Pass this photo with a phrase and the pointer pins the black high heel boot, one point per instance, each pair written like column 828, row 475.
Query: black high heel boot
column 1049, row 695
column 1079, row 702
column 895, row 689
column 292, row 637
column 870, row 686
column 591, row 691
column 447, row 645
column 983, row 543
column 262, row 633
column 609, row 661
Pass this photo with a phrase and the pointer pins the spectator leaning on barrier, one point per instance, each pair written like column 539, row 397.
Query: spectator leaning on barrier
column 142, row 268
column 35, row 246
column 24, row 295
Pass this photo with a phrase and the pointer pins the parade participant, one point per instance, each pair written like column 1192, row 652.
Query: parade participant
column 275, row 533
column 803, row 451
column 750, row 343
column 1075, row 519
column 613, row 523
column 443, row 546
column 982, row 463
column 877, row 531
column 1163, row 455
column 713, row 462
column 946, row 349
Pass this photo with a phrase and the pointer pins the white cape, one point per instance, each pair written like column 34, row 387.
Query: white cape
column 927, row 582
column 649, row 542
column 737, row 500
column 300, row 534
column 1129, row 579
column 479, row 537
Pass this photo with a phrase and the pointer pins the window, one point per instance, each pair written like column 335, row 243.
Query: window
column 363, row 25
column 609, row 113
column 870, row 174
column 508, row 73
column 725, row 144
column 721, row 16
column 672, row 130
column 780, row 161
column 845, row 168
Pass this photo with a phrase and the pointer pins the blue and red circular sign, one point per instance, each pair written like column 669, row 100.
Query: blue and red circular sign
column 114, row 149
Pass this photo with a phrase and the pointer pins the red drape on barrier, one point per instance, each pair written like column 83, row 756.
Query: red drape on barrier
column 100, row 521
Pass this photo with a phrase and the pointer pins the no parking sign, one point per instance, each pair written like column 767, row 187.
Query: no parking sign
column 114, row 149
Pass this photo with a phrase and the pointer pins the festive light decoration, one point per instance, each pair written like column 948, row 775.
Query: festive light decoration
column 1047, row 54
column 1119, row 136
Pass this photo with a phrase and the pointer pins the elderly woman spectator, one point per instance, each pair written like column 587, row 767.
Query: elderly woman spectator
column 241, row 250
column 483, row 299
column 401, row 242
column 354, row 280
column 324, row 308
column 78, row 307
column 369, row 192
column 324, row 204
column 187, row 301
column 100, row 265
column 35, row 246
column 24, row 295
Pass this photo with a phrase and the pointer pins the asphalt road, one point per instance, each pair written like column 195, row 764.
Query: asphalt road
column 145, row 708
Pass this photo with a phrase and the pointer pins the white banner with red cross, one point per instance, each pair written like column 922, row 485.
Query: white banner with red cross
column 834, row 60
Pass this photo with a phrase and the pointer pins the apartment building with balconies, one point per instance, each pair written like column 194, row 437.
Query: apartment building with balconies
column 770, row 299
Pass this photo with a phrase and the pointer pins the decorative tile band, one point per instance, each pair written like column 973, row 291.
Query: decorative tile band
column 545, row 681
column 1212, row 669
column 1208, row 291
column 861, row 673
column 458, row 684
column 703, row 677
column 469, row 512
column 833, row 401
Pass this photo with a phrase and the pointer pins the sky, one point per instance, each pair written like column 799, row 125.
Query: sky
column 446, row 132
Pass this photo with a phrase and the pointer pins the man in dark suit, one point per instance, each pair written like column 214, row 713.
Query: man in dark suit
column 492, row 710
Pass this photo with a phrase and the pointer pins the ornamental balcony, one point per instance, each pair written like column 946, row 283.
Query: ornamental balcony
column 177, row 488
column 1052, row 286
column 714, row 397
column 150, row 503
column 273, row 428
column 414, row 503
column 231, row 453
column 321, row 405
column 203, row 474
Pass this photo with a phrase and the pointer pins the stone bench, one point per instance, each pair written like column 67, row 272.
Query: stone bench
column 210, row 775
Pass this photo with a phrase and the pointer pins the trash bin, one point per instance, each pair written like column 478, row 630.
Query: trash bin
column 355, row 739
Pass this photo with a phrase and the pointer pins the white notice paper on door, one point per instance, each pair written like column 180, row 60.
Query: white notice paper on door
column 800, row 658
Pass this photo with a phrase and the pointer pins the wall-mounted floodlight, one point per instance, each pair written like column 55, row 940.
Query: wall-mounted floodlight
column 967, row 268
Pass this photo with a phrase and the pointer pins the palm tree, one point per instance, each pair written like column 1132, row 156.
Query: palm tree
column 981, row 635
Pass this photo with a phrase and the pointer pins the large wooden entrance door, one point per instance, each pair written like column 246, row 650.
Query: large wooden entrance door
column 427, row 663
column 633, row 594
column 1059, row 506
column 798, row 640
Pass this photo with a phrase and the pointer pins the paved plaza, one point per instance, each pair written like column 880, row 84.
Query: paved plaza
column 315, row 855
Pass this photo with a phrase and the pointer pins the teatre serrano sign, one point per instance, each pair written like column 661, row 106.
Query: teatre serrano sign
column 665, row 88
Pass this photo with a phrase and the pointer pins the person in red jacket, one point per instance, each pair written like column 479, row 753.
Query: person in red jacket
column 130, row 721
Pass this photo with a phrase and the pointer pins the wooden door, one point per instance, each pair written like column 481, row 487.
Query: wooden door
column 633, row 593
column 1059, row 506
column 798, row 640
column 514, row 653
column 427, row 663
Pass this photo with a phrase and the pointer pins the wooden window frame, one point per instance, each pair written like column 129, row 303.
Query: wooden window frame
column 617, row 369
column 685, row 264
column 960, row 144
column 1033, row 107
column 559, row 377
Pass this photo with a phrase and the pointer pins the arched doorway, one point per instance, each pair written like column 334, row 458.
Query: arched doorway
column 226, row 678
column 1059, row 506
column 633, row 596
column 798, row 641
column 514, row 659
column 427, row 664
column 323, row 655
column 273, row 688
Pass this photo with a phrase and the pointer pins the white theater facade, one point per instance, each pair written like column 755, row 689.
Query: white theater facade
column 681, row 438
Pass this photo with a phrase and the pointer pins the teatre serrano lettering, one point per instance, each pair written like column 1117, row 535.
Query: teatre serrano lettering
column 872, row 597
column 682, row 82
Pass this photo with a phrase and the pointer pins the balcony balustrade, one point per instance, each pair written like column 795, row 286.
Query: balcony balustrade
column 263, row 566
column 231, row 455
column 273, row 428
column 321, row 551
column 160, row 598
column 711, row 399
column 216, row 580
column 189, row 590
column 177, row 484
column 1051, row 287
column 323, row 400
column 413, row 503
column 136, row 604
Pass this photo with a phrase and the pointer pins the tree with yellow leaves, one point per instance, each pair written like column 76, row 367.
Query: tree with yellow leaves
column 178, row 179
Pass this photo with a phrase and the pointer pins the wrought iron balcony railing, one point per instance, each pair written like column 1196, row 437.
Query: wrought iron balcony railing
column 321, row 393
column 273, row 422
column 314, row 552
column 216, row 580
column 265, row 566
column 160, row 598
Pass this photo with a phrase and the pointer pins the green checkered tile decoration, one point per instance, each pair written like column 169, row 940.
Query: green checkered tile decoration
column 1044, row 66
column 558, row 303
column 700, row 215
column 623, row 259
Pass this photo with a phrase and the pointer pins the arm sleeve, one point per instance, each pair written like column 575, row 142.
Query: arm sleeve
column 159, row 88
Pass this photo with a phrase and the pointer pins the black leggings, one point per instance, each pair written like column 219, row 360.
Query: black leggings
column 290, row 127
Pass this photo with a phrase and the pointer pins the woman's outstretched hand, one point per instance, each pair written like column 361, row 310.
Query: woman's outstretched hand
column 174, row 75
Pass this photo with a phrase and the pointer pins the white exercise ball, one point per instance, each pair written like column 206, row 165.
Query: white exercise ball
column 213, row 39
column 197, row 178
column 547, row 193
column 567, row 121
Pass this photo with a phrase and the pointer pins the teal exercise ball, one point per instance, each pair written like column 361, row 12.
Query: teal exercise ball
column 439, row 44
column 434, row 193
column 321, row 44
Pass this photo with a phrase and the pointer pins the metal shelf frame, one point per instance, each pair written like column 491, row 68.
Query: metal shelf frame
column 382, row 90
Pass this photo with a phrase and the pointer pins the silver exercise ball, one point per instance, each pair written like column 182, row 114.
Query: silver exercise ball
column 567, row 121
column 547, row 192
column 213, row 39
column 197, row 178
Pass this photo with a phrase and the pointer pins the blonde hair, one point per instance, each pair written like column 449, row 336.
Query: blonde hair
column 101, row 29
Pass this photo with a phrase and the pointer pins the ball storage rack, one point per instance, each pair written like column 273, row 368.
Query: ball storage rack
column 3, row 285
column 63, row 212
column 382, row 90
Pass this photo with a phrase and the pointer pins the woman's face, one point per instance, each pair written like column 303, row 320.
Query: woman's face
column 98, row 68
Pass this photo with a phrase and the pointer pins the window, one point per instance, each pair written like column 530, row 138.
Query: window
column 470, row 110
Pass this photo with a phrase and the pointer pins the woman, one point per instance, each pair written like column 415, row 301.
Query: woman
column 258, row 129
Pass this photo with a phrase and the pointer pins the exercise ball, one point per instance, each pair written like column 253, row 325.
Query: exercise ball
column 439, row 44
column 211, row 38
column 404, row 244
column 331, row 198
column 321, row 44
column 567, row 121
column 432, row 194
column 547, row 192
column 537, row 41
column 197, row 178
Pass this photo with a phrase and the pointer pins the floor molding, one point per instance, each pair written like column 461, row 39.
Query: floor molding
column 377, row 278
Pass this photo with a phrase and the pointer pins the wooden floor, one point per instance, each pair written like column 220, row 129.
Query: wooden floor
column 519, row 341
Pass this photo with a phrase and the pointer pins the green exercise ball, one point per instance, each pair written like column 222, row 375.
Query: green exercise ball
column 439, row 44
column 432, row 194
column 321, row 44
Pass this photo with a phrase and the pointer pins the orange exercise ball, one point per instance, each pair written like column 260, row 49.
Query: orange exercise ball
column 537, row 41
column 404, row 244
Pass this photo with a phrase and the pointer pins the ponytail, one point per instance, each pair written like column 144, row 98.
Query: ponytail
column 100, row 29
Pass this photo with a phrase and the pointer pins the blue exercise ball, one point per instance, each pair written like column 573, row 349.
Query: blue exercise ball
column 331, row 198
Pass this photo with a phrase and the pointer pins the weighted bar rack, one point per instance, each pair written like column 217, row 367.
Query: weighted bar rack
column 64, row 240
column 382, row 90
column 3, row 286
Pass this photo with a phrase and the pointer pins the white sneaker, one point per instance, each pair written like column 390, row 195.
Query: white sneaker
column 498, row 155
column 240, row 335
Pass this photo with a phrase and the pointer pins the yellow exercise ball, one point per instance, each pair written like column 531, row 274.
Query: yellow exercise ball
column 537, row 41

· · · ·

→ Work to do
Copy the listing verbatim from the line containing "144, row 98." up to and including the line containing "column 240, row 335".

→ Completed exercise
Pass this photo with a phrase and the pointer pins the ponytail, one point per instance, each pair written like column 144, row 98.
Query: ponytail
column 100, row 29
Pass this photo with a phrase and the pointer pins the blue exercise ball, one point per instance, each pair written like column 573, row 349.
Query: blue exercise ball
column 331, row 198
Pass this photo with a phrase and the pointer pins the weighted bar rack, one point per instance, each pair written like column 217, row 367.
Query: weighted bar rack
column 64, row 240
column 382, row 90
column 3, row 286
Pass this photo with a phrase and the pointer pins the white sneaker, one point per instance, each pair written like column 390, row 195.
Query: white sneaker
column 498, row 155
column 240, row 335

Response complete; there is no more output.